▶ [Exercise objective]
From the entries underneath, give the number of lines holding the word "tile", without any other words.

▶ [Referring expression data]
--*--
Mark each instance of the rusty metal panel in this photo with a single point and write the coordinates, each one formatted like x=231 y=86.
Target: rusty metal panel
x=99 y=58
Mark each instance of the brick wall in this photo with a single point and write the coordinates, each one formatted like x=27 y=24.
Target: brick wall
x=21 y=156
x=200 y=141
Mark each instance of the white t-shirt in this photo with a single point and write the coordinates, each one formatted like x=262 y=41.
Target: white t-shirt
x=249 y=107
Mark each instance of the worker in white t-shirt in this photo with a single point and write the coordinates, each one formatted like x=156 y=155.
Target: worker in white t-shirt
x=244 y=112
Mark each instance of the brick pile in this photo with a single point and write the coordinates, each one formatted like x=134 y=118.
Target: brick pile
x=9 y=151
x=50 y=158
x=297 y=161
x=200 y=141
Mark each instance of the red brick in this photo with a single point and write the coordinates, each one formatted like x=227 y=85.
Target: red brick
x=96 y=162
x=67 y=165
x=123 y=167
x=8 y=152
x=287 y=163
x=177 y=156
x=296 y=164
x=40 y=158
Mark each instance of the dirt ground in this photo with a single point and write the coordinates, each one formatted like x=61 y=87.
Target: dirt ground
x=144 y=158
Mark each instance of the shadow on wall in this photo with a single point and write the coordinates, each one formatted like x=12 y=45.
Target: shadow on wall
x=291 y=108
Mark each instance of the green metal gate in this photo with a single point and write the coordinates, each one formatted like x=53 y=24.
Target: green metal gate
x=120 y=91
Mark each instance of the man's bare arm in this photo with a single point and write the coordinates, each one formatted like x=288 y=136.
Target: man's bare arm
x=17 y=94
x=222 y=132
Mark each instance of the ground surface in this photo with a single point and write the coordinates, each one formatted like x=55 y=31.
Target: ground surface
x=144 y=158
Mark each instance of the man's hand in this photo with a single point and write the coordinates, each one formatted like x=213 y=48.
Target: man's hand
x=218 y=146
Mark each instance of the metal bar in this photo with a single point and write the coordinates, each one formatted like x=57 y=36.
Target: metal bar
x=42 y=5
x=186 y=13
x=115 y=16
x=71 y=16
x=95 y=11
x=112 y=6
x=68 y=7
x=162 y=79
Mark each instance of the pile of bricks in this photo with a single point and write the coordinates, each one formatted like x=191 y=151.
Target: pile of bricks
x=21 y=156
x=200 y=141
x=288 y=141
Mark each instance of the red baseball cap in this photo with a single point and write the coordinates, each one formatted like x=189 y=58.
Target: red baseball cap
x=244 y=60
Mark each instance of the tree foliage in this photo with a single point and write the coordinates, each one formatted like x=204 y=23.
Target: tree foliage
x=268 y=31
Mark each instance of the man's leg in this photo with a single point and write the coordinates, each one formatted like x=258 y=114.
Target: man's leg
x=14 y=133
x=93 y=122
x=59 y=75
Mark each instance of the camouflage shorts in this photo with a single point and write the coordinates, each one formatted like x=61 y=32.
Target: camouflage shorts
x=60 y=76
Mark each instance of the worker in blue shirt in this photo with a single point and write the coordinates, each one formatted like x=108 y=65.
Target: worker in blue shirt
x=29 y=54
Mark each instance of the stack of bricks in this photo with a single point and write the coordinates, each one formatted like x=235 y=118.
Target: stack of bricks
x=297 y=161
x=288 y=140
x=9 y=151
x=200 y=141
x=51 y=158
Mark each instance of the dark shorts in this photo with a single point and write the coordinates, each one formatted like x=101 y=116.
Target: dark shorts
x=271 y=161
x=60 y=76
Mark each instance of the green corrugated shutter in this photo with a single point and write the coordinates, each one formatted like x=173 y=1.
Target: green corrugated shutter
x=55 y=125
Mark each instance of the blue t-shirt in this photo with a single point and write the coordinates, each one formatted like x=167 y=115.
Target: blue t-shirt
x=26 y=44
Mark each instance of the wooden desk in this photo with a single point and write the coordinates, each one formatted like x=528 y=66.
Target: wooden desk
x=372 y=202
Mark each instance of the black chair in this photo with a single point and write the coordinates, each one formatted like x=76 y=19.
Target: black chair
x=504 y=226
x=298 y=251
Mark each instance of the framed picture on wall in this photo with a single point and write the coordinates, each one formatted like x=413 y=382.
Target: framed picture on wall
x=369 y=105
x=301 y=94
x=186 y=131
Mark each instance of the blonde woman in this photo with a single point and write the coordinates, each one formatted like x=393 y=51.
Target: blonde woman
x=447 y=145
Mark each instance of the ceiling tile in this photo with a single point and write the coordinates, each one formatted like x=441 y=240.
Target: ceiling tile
--*--
▶ [Solution to this exercise]
2